Set task = Copy the lines from the one containing "segment: espresso in cup" through the end of the data, inclusive, renaming "vertex pairs" to "coordinate pairs" and leaving everything else unchanged. Leave the picture out of the answer.

Data for the task =
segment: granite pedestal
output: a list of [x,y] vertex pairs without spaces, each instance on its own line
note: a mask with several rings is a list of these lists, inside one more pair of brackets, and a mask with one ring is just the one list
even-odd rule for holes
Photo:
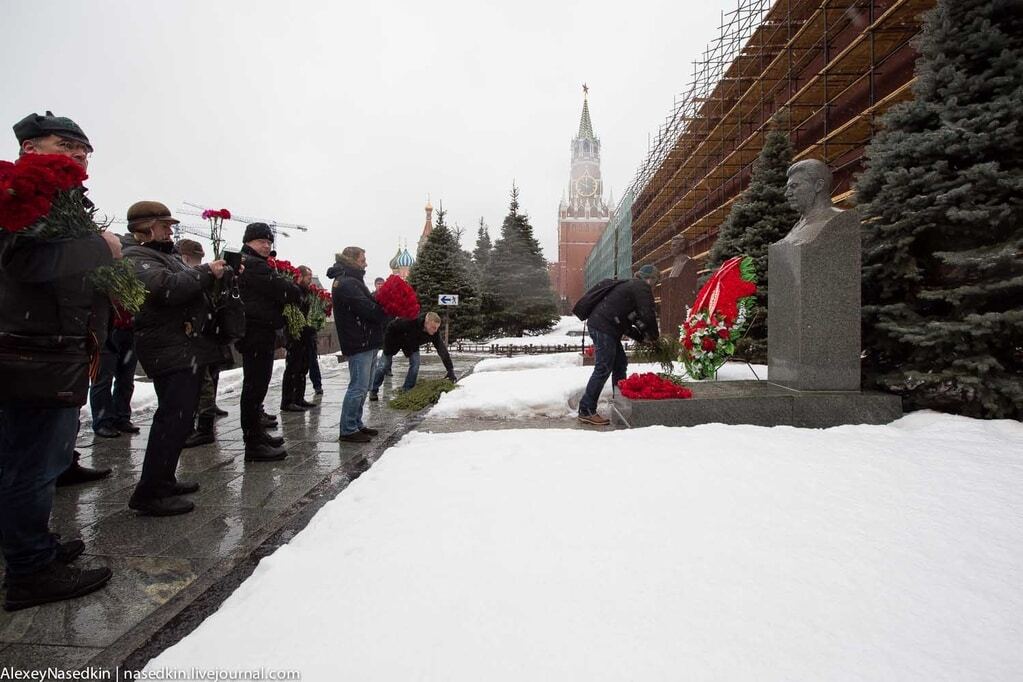
[[616,426],[696,426],[706,423],[827,428],[886,424],[902,416],[898,396],[859,391],[797,391],[771,381],[703,381],[688,384],[688,400],[629,400],[611,410]]

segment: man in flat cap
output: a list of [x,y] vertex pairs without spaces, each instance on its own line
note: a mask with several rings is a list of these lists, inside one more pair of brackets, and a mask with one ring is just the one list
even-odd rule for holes
[[247,461],[274,461],[287,456],[284,440],[263,426],[263,400],[270,387],[277,330],[284,327],[284,306],[299,303],[302,289],[274,273],[267,264],[273,230],[266,223],[246,227],[238,278],[246,306],[246,335],[235,342],[241,354],[241,430]]
[[[47,112],[14,125],[19,153],[57,153],[88,167],[92,145],[70,119]],[[0,230],[0,549],[4,608],[99,589],[110,570],[70,565],[81,540],[49,531],[57,478],[73,469],[79,411],[88,393],[90,338],[102,344],[108,300],[89,275],[121,256],[107,232],[45,240]],[[106,475],[79,466],[81,472]]]
[[138,201],[128,209],[128,229],[138,243],[125,249],[125,258],[146,288],[135,316],[135,353],[158,400],[142,473],[128,506],[151,516],[194,508],[181,496],[197,491],[198,484],[178,481],[175,470],[191,431],[206,368],[220,358],[211,333],[212,295],[226,264],[213,261],[190,268],[175,258],[171,235],[177,222],[159,201]]

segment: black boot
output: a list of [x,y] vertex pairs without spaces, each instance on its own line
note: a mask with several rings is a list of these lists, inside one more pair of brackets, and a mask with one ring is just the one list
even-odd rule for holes
[[197,424],[191,434],[188,434],[188,438],[185,439],[186,448],[194,448],[198,445],[208,445],[216,441],[213,435],[213,421],[215,417],[212,414],[201,414],[196,420]]
[[105,566],[82,570],[61,561],[51,561],[45,569],[34,574],[9,577],[3,607],[13,611],[81,597],[106,585],[112,575],[110,570]]

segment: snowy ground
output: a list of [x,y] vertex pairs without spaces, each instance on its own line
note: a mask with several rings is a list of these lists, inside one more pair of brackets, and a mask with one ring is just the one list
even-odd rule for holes
[[[585,373],[497,362],[470,378],[506,396],[531,371]],[[1023,679],[1020,490],[1023,424],[935,413],[413,433],[148,668]]]
[[[585,324],[574,316],[568,316],[561,318],[553,329],[540,336],[502,336],[501,338],[491,338],[486,343],[495,346],[559,346],[565,344],[581,348]],[[576,333],[570,336],[570,331]],[[589,346],[589,336],[585,338],[586,345]]]
[[[767,368],[728,363],[718,372],[721,380],[767,376]],[[584,367],[582,356],[574,353],[494,358],[480,362],[473,373],[458,381],[458,388],[441,396],[431,417],[564,417],[575,414],[578,396],[586,388],[592,367]],[[630,364],[632,372],[659,372],[657,364]],[[676,372],[681,372],[677,365]],[[604,387],[611,398],[611,379]],[[575,399],[574,401],[572,399]]]

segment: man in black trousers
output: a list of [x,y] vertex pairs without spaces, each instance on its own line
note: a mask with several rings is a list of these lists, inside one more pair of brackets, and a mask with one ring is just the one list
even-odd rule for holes
[[128,209],[128,229],[138,243],[125,248],[124,256],[147,290],[135,316],[135,354],[158,400],[142,474],[128,506],[150,516],[194,508],[180,496],[196,492],[198,484],[178,481],[175,470],[207,368],[220,360],[211,328],[212,295],[226,264],[221,260],[190,268],[181,262],[171,240],[177,222],[159,201],[138,201]]
[[284,306],[299,303],[302,289],[275,273],[266,260],[273,249],[273,231],[266,223],[246,227],[239,279],[246,306],[246,335],[235,342],[241,354],[241,430],[247,461],[274,461],[287,456],[284,439],[263,427],[263,399],[270,388],[277,330],[284,326]]

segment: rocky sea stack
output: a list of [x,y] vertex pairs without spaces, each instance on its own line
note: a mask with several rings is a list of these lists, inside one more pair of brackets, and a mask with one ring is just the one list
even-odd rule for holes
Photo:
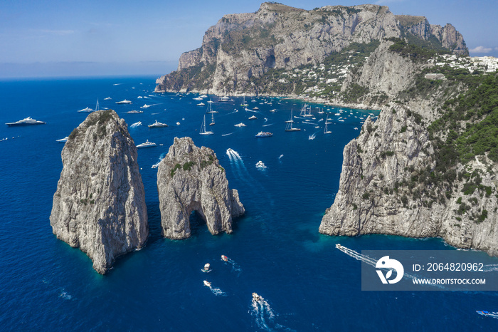
[[79,247],[105,274],[149,234],[137,147],[124,120],[100,110],[69,136],[50,217],[53,234]]
[[231,233],[232,217],[245,212],[215,153],[197,147],[190,138],[175,138],[158,167],[157,189],[161,232],[169,239],[190,237],[192,211],[206,220],[213,234]]

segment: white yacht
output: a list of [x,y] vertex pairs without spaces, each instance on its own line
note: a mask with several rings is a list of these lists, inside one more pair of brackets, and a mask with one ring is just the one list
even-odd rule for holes
[[156,120],[155,123],[152,123],[152,125],[149,125],[147,127],[149,127],[149,128],[160,128],[161,127],[167,127],[167,126],[168,126],[168,125],[166,125],[166,123],[162,123],[158,122]]
[[266,168],[266,165],[265,165],[265,163],[263,162],[260,160],[258,162],[256,162],[256,168],[264,170]]
[[213,135],[214,133],[213,133],[211,130],[206,130],[206,115],[204,115],[204,119],[202,120],[202,125],[201,125],[201,131],[199,132],[199,134],[201,135]]
[[294,120],[292,120],[292,110],[290,110],[290,117],[289,118],[289,120],[285,121],[285,131],[300,131],[300,128],[292,128],[292,123],[294,123]]
[[152,142],[149,142],[149,140],[146,140],[144,143],[139,144],[137,145],[137,147],[152,147],[153,146],[157,146],[157,145],[156,143],[153,143]]
[[46,123],[43,121],[38,121],[35,119],[32,119],[31,117],[26,118],[23,120],[19,120],[18,121],[16,121],[15,123],[7,123],[6,125],[7,125],[9,127],[14,127],[17,125],[45,125]]
[[124,99],[124,100],[117,101],[116,103],[117,104],[131,104],[132,100],[127,100],[126,99]]

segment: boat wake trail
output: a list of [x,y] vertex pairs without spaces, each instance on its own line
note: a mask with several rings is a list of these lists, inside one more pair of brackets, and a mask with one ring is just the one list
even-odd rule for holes
[[[345,247],[344,246],[341,246],[339,244],[336,244],[336,248],[339,249],[341,251],[344,252],[346,255],[353,257],[355,259],[358,259],[359,261],[361,261],[364,263],[366,263],[367,264],[376,267],[376,265],[377,264],[377,259],[373,259],[367,255],[363,255],[357,251],[355,251],[354,250],[350,249],[349,248]],[[408,278],[410,278],[412,280],[415,280],[416,279],[418,279],[418,276],[414,276],[413,274],[410,274],[406,273],[405,271],[405,274],[403,274],[403,278],[406,276]],[[445,289],[445,287],[442,285],[431,285],[434,286],[435,287],[440,288],[440,289]]]
[[157,166],[159,165],[159,163],[162,161],[163,159],[164,159],[164,157],[166,157],[166,154],[168,152],[164,152],[161,153],[161,155],[159,156],[159,160],[152,165],[151,168],[157,168]]
[[226,293],[220,289],[214,289],[209,286],[209,289],[211,289],[211,292],[216,296],[226,296]]
[[233,167],[233,170],[237,173],[239,178],[244,180],[247,187],[251,188],[255,192],[259,192],[260,194],[265,194],[267,197],[267,202],[270,202],[270,206],[273,206],[273,199],[268,194],[268,192],[259,182],[255,180],[250,174],[249,174],[248,169],[244,165],[244,161],[242,160],[238,152],[229,148],[227,149],[226,154],[228,155],[230,163]]
[[317,133],[318,133],[319,130],[317,130],[314,133],[313,133],[312,135],[308,136],[308,140],[314,140],[317,138]]
[[254,319],[254,322],[258,328],[265,331],[272,331],[272,328],[270,326],[275,326],[275,311],[264,299],[256,301],[253,299],[251,303],[250,316]]
[[[253,317],[255,327],[263,331],[294,331],[282,325],[275,323],[278,313],[270,306],[268,302],[263,298],[259,300],[253,299],[250,304],[250,316]],[[255,327],[254,325],[253,327]]]
[[235,262],[233,259],[231,259],[227,257],[228,261],[223,261],[223,262],[227,264],[227,265],[231,265],[232,266],[232,271],[233,272],[237,272],[237,276],[240,275],[240,273],[242,272],[242,268],[239,264]]

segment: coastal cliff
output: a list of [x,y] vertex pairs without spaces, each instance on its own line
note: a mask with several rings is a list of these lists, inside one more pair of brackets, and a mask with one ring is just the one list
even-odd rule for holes
[[232,232],[232,218],[245,209],[236,190],[228,188],[225,170],[212,150],[196,147],[190,138],[175,138],[157,169],[161,233],[173,239],[191,235],[196,211],[209,232]]
[[[498,256],[496,73],[440,67],[383,43],[343,85],[387,96],[348,143],[319,232],[438,237]],[[445,79],[425,78],[444,73]]]
[[181,55],[176,71],[157,79],[156,92],[258,94],[254,79],[272,69],[315,66],[351,44],[392,37],[468,54],[462,35],[450,24],[441,27],[423,16],[395,16],[386,6],[306,11],[263,3],[255,13],[226,15],[209,28],[200,48]]
[[62,161],[50,217],[53,234],[105,274],[149,234],[137,147],[124,120],[112,110],[90,113],[69,136]]

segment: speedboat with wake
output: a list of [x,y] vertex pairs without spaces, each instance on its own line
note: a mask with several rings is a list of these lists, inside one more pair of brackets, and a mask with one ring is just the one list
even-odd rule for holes
[[253,299],[255,301],[261,301],[263,300],[263,296],[258,295],[256,293],[253,293]]
[[152,147],[157,145],[156,143],[149,142],[149,140],[147,140],[144,143],[139,144],[138,145],[137,145],[137,147]]
[[124,99],[124,100],[117,101],[116,103],[117,104],[131,104],[132,100],[127,100]]
[[32,119],[31,117],[26,118],[23,120],[19,120],[18,121],[16,121],[15,123],[7,123],[6,125],[7,125],[9,127],[15,127],[15,126],[19,126],[19,125],[45,125],[46,123],[43,121],[38,121],[35,119]]
[[262,131],[259,132],[256,135],[254,135],[255,138],[270,138],[272,137],[273,134],[272,133],[263,133]]
[[147,127],[149,127],[149,128],[160,128],[161,127],[167,127],[167,126],[168,126],[168,125],[166,125],[166,123],[162,123],[158,122],[156,120],[155,123],[152,123],[152,125],[149,125]]
[[266,168],[266,165],[265,165],[265,163],[263,162],[260,160],[258,162],[256,162],[256,168],[264,170]]

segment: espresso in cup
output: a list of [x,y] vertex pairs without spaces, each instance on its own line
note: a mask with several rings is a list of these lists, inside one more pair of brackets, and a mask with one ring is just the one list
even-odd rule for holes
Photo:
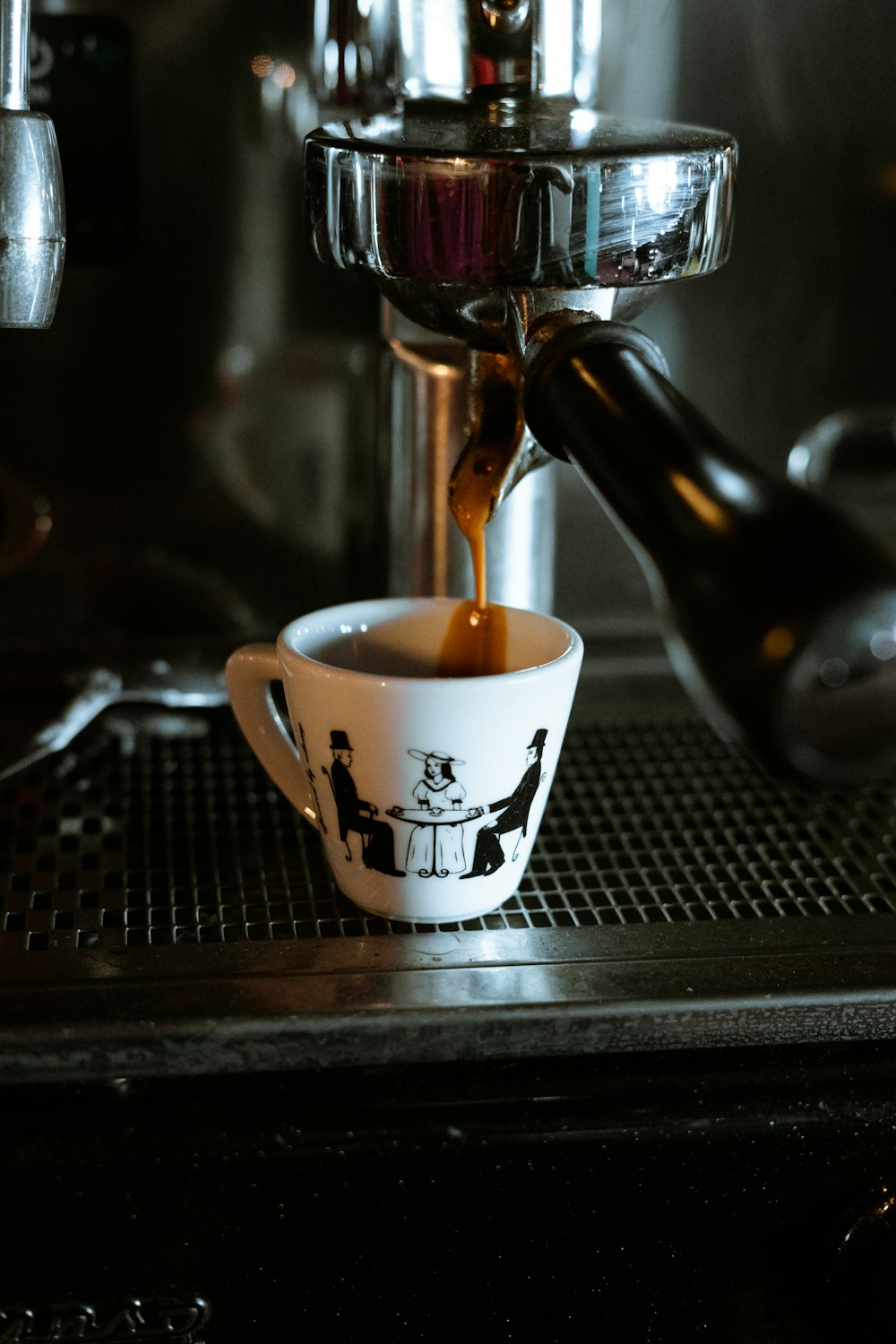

Final result =
segment: espresso in cup
output: a list of [x,y] coordinate pairs without spaces, each instance on its own line
note: a mask with several rings is a list of these lists, inside one more pair of brackets, and a mask with one ring is just the one list
even-odd rule for holes
Photo:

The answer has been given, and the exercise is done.